## WORK TO COMPLETE
1. Gather every line of the rows below that contains "point", treating uppercase and lowercase as different.
2. Pick up the discussion below about the Mormon baptism of Simon Wiesenthal where it ends, and keep it going.

## SUPPLIED PASSAGE

Mormons baptized Simon Wiesenthal...so what?

We’re out of holy water … better drink my own piss.

If I ask someone to stop praying for me and they continue to do it, I’m allowed to think they’re a douche for not respecting my wishes, even if they’re not doing it to be mean.

Likewise, if society as a whole (or Jewish organizations in particular) have asked the Mormon Church to please stop baptizing dead people they have no connection with, we’re all allowed to think the Mormon Church is a bunch of douches for continuing to do it, even if they’re not doing it to be mean.

I wasn’t aware they had stopped. Since they try, or did try, to do this to everyone, I don’t see the big deal. They aren’t singling him out because he’s Jewish or because he’s famous. It’s very much like praying for someone.

Your analogy fails. The Mormons are doing this in a misguided attempt to help people. Their intentions matter. I’m not aware of any culture where pissing on people is anything but a sign of disrespect. Even people with pissing fetishes do it because they like being degraded.

And when it’s done without the consent of the baptized person - or even someone who can give informed consent on that person’s behalf?

Welp, I guess we’ve narrowed it down to two options: either it’s a sign of respect for Wiesenthal because they don’t do this kind of thing for just anybody*, or it’s inoffensive because they do it for everybody.

## EXTRACTED DATA
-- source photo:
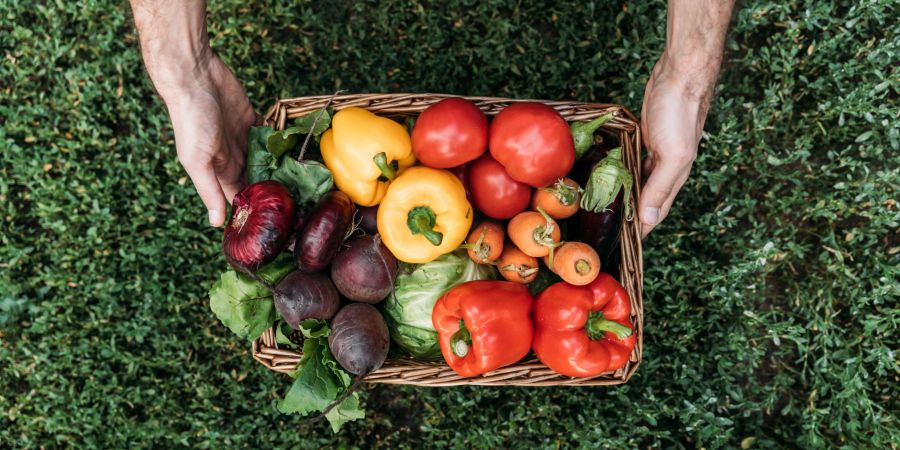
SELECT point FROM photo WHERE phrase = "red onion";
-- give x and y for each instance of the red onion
==
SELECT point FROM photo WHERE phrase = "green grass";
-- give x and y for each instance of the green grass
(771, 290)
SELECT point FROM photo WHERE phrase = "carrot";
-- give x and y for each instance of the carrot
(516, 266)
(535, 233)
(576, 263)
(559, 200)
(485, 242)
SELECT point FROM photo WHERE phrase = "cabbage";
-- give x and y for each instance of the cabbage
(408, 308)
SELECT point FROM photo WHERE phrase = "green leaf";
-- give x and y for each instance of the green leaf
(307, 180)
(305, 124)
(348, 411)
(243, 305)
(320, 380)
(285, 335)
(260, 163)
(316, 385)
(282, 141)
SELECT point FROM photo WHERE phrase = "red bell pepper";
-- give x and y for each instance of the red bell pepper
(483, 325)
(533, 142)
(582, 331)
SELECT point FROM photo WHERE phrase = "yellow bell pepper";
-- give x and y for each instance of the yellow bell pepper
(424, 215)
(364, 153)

## RESPONSES
1.
SELECT point FROM photo WHERE phrase = "red onion";
SELECT point FROM photo WHERE phrase = "green grass";
SELECT point FROM photo WHERE phrase = "carrot";
SELECT point FROM photo WHERE phrase = "cabbage";
SELECT point FROM photo WHERE phrase = "green leaf";
SELECT point FROM photo WHERE phrase = "red bell pepper";
SELECT point FROM photo WHERE phrase = "yellow bell pepper";

2.
*I think we do need to at least acknowledge the irony of the Mormon church doing celebrity-dead-person-baptisms on both Wiesenthal and Hitler.

Googling, Wiesenthal was apparently a secular Jew, so I don’t think he had any religious beliefs to be respectful of. And Isn’t taking offense to the baptism an expression of belief that Mormonism is the wrong religion? I don’t see how simply saying someones religion is incorrect, is necessarily disrespectful.

No, I don’t really see it as being obnoxious. I don’t think it’ll do anything, but I’d take it in the spirit in which it was being done, which is obviously concern for my spiritual well-being (plus if they’re telling you about it, I don’t see how its super-secret).

Then pretend I said it’s disrespectful of the fact that he’d chosen to live a secular life.

I think we’re disagreeing about the spirit in which it’s being done: you’re saying they’re doing it to help, and I’m saying they’re asserting the superiority of their beliefs. And (getting back to the real practice) doing something on behalf of the dead without being asked, and possibly in contravention of the views the dead person actually held.

That’s where you are wrong. Baptising people with their consent is a sign of respect. Baptising people who cannot consent, but with the consent of their relations (such as infant baptism) is a sign of respect.

Baptising people against their wishes, and against the express wishes of their relations, is and always has been a sign of extreme disrespect, particularly in the unfortunate history of Jewish-Christian relations - in which involuntary baptism played a part.

This has nothing to do with believing in any religion, BTW. I can perfectly understand a Jew who doesn’t care (I don’t care much myself), but equally I can understand someone taking offence - religious or not.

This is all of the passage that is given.